→ **Text shown**:
══════════

As school districts ramp up their cleaning efforts to keep students and teachers healthy, many are struggling to stockpile enough cleaning supplies for the year.
Some superintendents said they're dealing with prices for cleaning supplies that are 2-3 times higher than normal. It's making getting them for the classrooms even more difficult.
As students across the state return to the classroom, new rules and safety measures will await them.
The state is using $10 million in federal funding to buy more than one million reusable masks, disposable gowns and gloves, and 40,000 face shields for school districts.
Cleaning supplies aren't included in that.
Some smaller districts like Webbers Falls said getting their hands on them is much harder now. Superintendent Chris Whelan said many cleaning supplies are on backorder, and they don't know when they'll arrive.
"Just having enough, we're a little bit fortunate, there's still some cleaning supplies left over from the flood last year, so we've got a fairly good amount, enough to last us maybe three weeks," Whelan said.
Community members decided to help by donating their own supplies.

══════════

Region pointing data
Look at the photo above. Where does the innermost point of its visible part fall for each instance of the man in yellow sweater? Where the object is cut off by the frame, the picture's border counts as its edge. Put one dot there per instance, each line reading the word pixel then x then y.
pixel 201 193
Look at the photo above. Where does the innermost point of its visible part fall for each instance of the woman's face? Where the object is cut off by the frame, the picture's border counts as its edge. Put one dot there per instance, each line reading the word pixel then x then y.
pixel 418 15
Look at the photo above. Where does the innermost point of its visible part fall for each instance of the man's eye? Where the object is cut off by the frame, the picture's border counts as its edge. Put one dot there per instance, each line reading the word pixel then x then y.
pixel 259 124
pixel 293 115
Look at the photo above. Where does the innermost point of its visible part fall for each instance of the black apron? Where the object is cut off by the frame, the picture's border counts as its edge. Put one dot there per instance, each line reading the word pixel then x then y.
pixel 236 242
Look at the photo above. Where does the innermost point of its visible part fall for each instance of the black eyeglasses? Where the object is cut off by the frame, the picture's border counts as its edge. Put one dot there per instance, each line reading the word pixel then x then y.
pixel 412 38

══════════

→ **What this exercise asks**:
1/ Write out the passage of the article on school cleaning supplies, starting with "Some superintendents said" and going on through "included in that.".
2/ Continue the article on school cleaning supplies from the point where it stops.
These lines have no connection to the article on school cleaning supplies.

→ **Activity answers**:
1/
Some superintendents said they're dealing with prices for cleaning supplies that are 2-3 times higher than normal. It's making getting them for the classrooms even more difficult.
As students across the state return to the classroom, new rules and safety measures will await them.
The state is using $10 million in federal funding to buy more than one million reusable masks, disposable gowns and gloves, and 40,000 face shields for school districts.
Cleaning supplies aren't included in that.

2/
"These folks are resilient, it's a great community, and they believe in our school, they back our school," Whelan said.
Oklahoma Education Association President Alicia Priest said the burden should be on the state instead.
"So many teachers and support staff go out and buy their own supplies, that during this pandemic is not the time to rely on teachers to spend their own money and try to track down cleaning supplies," Priest said.
Priest said the state should use its weight to get cleaning supplies for district in bulk, like they're doing with PPE.
"It's just the sheer number of supplies needed that is problematic,” Priest said. “That's why we've requested the governor use the state's supply chain to procure that.”